The so-called "scintilla of evidence" rule has been abandoned, and the test is now grounded on the substantiality of the evidence adduced by the party against whom the directed verdict is sought, viewing it alone and in its most favorable light. (Beck v. Kessler (1965) 235 Cal.App.2d 331, 335, 45 Cal.Rptr. 237.)

Having this well-fixed standard in mind, we can find no error in the trial court's direction of verdict.

A careful scrutiny of the entire record reveals no evidence in support of appellants' defense of retaliatory eviction. Rather, respondent's motivation seems clearly to have been a positive economic interest in gain, or profit.

******

• [AIM OF THE EXERCISE]: Write out the part of the directed-verdict passage above starting with "A careful scrutiny" and going on through "gain, or profit.".

******

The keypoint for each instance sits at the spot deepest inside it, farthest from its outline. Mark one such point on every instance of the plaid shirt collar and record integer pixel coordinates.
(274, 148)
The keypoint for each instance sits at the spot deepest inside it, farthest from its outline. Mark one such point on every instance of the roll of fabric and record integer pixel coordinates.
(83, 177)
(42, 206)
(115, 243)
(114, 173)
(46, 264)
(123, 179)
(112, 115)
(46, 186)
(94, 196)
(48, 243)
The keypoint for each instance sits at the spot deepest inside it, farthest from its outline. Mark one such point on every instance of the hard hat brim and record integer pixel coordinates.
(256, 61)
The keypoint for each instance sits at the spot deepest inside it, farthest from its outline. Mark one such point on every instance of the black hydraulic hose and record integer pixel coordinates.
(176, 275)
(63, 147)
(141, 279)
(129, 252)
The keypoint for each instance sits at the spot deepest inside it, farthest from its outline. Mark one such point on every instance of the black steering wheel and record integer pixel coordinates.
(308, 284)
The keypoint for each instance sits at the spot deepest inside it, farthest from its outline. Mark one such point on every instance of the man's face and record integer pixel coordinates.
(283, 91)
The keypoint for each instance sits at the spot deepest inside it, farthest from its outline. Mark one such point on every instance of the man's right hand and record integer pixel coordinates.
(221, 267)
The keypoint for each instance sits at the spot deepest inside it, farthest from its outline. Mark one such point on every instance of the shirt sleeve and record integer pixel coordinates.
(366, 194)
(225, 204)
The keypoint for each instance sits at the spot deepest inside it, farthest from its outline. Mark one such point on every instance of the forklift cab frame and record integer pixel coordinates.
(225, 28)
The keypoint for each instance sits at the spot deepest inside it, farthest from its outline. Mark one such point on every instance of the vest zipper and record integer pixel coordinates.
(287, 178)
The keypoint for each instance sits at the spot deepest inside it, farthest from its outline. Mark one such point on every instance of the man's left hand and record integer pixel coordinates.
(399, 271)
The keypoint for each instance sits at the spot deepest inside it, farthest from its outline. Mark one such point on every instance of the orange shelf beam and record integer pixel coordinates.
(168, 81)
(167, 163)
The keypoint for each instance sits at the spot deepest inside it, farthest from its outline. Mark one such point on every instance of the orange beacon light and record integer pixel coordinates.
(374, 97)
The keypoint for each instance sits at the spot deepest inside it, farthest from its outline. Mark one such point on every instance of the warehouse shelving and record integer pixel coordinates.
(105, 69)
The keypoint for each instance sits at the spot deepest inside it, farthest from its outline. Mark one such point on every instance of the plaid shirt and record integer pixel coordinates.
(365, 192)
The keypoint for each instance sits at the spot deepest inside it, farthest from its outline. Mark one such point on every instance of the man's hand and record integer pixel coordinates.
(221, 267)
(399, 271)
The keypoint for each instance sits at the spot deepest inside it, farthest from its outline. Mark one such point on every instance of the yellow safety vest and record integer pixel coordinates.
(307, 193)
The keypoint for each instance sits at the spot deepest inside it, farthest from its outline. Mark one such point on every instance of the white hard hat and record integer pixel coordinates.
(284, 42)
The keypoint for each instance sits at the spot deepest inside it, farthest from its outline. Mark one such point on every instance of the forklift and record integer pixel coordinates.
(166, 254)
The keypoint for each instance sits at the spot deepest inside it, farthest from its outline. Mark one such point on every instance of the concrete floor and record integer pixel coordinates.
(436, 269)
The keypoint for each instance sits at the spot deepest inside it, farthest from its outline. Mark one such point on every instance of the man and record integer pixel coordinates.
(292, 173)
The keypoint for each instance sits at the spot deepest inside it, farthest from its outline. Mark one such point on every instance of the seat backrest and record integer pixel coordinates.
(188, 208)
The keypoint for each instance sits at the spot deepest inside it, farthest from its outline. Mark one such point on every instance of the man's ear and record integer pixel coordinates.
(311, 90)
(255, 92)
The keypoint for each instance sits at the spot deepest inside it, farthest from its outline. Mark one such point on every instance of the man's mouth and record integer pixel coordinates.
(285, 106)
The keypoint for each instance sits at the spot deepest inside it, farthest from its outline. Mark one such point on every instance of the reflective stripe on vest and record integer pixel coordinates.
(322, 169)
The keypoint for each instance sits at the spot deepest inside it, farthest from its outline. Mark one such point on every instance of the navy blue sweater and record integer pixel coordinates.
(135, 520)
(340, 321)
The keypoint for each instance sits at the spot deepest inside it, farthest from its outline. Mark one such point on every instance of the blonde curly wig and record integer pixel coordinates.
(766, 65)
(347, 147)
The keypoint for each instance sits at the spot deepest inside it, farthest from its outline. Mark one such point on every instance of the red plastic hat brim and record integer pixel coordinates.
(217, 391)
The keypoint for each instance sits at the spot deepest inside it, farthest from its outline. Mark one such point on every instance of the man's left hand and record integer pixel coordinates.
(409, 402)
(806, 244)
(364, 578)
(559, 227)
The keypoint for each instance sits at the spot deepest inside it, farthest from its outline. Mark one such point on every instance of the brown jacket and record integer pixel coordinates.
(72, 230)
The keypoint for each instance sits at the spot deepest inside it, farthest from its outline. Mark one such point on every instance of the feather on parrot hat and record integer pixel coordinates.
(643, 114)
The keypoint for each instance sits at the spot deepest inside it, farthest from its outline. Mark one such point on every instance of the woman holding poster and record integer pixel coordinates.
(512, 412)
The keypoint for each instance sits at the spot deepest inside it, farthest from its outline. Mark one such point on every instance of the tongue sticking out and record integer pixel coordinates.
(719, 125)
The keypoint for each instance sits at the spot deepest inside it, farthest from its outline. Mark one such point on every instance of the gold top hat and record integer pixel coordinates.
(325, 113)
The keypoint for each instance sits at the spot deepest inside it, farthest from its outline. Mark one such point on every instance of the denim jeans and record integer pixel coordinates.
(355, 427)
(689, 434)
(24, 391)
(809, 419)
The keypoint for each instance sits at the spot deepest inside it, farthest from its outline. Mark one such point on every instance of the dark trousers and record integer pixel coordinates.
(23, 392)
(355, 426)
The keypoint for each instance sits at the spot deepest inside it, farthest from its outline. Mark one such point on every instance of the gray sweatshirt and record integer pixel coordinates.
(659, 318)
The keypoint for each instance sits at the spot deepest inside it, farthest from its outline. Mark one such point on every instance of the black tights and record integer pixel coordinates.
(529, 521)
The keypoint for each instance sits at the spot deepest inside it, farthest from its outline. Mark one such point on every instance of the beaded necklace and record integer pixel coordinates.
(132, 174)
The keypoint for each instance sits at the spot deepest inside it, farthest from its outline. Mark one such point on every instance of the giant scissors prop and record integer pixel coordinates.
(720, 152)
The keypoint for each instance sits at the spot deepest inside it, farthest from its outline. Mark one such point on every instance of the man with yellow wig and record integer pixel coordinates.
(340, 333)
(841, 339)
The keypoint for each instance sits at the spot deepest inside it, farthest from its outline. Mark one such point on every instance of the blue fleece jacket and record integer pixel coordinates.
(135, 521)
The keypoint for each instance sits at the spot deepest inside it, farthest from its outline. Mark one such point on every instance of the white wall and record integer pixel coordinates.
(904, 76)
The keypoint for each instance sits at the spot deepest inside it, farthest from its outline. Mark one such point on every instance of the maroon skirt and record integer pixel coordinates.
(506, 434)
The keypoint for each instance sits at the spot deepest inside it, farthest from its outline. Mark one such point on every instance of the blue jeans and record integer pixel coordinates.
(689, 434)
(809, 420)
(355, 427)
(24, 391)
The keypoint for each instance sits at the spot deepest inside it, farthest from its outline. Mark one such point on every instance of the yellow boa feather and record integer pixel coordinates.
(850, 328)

******

• [RESULT FOR THIS EXERCISE]:
A careful scrutiny of the entire record reveals no evidence in support of appellants' defense of retaliatory eviction. Rather, respondent's motivation seems clearly to have been a positive economic interest in gain, or profit.